WHAT IS REQUIRED: Count the lines in the rows below that contain the string "Input", treating uppercase and lowercase as different. Give only the number.

RAW DATA:
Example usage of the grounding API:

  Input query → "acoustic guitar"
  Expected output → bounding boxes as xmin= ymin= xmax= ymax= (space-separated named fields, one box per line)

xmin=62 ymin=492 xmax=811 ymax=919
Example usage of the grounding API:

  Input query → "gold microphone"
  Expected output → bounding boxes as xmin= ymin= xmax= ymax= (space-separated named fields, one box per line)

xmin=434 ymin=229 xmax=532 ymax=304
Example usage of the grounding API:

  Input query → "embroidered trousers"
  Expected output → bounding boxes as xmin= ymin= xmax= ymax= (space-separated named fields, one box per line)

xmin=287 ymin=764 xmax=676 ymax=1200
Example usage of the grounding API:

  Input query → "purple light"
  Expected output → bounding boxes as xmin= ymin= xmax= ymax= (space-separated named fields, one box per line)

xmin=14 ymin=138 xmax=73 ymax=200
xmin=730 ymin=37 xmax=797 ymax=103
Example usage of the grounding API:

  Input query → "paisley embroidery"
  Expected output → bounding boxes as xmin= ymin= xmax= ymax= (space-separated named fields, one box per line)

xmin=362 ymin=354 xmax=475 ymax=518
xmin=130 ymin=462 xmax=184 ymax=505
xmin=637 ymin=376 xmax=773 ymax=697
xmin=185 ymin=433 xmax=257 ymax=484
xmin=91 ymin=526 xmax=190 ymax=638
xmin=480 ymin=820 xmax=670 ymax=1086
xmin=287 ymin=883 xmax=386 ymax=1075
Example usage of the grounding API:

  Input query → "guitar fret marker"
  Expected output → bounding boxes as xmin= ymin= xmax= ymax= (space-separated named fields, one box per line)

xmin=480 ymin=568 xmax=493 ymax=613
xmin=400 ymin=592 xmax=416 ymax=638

IN RESPONSE: 6